WHAT THIS TASK INVOLVES:
In the text on climate and where people can live, why has the band from the Midwest to the Atlantic coast been a desirable place to live?
++++ DOCUMENT TEXT ++++
Different parts of the world have become more and less habitable as the global temperature has ebbed and flowed over the last 10,000 years of human history. Ten thousand years, by the way, that were actually remarkably stable in the big picture.
So as climate and ecosystems change, some areas will become more difficult to live in. But others will actually be easier to live in.

Ideal Conditions

There does seem to be a temperature range where humans thrive the most. Researchers call it the Human Climate Niche. And it’s fairly narrow.
At least according to a research study by ProPublica, most people have historically lived in places with a Mean Annual Temperature of 11 to 15 degrees Celsius, about 52 to 59 Fahrenheit.
And it turns out here in North America, historically anyway, we’ve been in that Human Niche.
For several thousand years, temperature and rainfall created desirable areas in a band from the Midwest to the Atlantic coast.  Some scattered regions, like the coast of California, are also ideal.

Climate Change Effects

But these ideal regions are changing. Over the next fifty years, the American Southeast is expected to continue getting warmer and drier. And this band of ideal conditions will shift north, nearly to Canada in some places.
++++ LISTED RECORDS ++++
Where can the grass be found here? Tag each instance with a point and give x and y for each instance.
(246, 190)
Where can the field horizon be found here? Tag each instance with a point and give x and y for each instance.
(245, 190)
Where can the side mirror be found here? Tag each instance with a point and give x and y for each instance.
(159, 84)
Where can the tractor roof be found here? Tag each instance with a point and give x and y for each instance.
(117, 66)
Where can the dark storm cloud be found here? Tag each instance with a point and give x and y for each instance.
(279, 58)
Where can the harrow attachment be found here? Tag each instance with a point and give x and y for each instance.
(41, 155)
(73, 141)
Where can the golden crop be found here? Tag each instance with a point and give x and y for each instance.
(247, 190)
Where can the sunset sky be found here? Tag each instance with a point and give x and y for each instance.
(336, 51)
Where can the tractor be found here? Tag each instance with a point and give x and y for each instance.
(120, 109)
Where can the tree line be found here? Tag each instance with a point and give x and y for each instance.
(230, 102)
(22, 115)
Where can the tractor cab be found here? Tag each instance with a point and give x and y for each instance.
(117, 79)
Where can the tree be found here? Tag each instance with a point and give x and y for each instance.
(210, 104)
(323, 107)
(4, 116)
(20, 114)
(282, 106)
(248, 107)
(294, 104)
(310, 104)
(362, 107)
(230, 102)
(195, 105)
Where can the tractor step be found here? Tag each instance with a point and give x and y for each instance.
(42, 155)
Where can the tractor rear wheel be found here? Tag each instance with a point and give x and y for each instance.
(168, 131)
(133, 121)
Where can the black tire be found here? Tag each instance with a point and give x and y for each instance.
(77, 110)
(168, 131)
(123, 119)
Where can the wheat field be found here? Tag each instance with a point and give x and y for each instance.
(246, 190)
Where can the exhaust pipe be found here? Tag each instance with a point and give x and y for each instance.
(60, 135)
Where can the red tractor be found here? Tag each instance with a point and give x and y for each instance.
++++
REPLY:
For several thousand years, temperature and rainfall there created desirable conditions. That put the area within the Human Climate Niche, the fairly narrow range where most people have historically lived, with a Mean Annual Temperature of 11 to 15 degrees Celsius (about 52 to 59 Fahrenheit).